#### Supplied entries ####

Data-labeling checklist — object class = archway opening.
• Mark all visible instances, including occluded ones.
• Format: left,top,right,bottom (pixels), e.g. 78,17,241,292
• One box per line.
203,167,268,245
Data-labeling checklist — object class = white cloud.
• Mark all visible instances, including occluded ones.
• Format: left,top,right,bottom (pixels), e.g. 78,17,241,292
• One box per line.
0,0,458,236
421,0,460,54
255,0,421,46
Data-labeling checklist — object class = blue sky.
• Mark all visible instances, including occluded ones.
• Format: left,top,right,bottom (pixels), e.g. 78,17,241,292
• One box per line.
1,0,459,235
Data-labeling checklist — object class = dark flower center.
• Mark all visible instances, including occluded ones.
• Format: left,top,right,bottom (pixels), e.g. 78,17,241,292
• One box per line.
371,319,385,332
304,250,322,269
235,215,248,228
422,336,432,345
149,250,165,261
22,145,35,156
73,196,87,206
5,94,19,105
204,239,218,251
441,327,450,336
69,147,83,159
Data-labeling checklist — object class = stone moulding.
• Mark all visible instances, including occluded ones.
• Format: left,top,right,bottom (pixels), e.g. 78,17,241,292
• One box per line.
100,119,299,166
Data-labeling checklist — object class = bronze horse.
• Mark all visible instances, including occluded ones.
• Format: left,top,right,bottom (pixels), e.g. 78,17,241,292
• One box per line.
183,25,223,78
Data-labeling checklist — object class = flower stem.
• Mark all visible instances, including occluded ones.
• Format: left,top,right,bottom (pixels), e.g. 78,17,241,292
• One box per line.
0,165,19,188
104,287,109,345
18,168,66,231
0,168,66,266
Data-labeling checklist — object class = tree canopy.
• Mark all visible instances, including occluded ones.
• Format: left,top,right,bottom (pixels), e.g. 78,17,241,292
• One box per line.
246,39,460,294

####

▶ Work to be completed: All of the records above are to be printed again exactly as they appear.

▶ Answer:
Data-labeling checklist — object class = archway opening.
• Mark all visible instances, including occluded ones.
• Format: left,top,right,bottom (pixels), e.g. 78,17,241,292
• One box per line.
203,167,268,245
Data-labeling checklist — object class = white cloud.
• Mark all visible instances, including occluded ones.
• Format: left,top,right,bottom (pixels), e.g. 78,17,241,292
• One box per line.
0,0,458,236
421,0,460,54
255,0,421,46
Data-labeling checklist — object class = blue sky.
• Mark all visible instances, including occluded ones.
• Format: left,top,right,bottom (pixels), e.g. 78,17,241,292
• One box per line.
1,0,459,235
Data-labeling checklist — object class = dark flower center.
• Mark all visible instances, including occluded ones.
• Format: left,top,right,bottom (pixels), e.g. 78,17,241,292
• One box per line.
371,319,385,332
304,250,322,269
235,215,248,228
422,336,432,345
149,250,165,261
22,145,35,156
73,196,87,206
5,94,19,105
204,239,218,251
441,327,450,336
69,147,83,159
Data-labeling checklist — object class = stone moulding.
• Mark all visible instances, including occluded ones.
• Format: left,top,right,bottom (pixels), e.g. 78,17,241,292
• One box per line.
100,119,299,166
Data-labeling checklist — object class = bronze horse.
• Mark all visible instances, including occluded ones.
• Format: left,top,right,bottom (pixels), e.g. 78,17,241,292
• One box per line.
183,25,223,78
Data-labeling checklist — object class = flower stem.
• Mark all visible instances, including occluded ones.
• Format: left,top,right,bottom (pixels), e.g. 78,17,241,292
• One box per line.
0,165,19,188
104,287,109,345
18,168,66,231
0,168,66,266
Data-labeling checklist — object class = tree canopy.
• Mark all visible instances, including occluded ones.
• Format: left,top,right,bottom (pixels), e.g. 78,17,241,292
• One box per line.
246,39,460,294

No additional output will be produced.